DIRECTIONS FOR THIS TASK: Below are the records; copy each line in which "sign" occurs.

── DATA FOR THIS EXERCISE

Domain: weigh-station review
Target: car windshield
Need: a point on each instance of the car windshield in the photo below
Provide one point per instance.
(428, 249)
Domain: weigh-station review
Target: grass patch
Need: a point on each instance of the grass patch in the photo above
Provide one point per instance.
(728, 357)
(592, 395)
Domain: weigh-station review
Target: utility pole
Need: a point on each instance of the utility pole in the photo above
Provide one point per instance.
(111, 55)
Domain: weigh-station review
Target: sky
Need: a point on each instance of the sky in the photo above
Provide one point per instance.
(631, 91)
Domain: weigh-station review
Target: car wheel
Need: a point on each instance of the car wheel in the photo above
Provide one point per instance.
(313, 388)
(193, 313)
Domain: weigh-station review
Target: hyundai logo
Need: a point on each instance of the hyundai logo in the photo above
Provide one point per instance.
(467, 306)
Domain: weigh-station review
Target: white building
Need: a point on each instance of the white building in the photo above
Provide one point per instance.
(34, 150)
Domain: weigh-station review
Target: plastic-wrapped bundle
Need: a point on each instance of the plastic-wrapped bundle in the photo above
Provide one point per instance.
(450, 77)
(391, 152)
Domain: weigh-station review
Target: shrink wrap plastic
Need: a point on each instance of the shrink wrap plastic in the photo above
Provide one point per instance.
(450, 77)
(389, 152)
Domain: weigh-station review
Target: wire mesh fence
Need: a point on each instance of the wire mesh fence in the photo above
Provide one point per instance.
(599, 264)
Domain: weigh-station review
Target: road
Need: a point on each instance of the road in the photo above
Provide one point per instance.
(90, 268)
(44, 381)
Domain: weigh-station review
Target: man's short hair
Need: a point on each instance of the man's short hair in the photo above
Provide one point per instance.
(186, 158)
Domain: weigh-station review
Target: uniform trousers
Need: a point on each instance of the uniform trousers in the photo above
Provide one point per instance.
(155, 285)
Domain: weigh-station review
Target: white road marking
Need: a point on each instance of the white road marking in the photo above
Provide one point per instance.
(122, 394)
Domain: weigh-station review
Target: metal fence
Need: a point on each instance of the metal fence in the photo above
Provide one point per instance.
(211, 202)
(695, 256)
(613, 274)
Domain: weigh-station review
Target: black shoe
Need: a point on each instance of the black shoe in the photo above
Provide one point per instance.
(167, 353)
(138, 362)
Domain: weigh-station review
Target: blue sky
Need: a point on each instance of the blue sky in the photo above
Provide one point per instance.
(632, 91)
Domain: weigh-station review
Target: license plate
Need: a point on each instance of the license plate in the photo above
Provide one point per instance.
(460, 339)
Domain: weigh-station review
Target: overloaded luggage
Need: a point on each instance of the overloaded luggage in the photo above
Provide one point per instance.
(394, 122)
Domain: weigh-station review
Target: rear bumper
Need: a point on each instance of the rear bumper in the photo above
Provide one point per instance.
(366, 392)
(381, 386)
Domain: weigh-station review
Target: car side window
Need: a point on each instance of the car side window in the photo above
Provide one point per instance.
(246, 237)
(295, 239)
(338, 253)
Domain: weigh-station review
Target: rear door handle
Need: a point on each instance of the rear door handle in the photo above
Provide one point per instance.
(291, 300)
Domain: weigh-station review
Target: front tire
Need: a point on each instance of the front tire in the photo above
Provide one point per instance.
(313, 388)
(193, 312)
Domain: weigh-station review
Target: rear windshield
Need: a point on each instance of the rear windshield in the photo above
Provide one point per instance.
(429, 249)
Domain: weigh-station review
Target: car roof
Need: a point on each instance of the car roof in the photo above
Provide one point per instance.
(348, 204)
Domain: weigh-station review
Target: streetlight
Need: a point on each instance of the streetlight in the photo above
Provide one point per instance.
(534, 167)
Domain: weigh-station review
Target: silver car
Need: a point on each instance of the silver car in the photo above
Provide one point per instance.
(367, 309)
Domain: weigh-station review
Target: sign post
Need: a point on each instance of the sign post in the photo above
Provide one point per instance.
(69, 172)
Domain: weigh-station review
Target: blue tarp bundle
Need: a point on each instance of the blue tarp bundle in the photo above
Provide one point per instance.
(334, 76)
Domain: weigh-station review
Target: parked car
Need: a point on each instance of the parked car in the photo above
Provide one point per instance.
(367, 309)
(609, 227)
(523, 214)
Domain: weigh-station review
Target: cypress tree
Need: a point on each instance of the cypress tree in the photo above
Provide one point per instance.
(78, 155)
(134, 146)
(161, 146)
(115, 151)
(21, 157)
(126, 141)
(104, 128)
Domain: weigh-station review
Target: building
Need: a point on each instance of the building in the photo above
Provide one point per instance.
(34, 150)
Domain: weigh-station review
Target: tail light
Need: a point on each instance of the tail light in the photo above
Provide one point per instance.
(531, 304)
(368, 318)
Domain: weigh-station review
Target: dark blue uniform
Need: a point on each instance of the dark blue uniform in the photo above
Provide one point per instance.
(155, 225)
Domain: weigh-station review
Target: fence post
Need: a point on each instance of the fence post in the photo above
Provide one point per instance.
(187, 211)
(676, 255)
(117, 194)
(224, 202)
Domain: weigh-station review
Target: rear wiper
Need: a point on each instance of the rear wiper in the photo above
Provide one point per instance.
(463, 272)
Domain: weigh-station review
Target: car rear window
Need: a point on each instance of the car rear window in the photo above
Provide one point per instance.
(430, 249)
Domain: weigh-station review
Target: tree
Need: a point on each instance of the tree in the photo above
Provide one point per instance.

────

RESPONSE TO THE TASK:
Target: sign post
Need: a point on each instance of the sign post in the photo above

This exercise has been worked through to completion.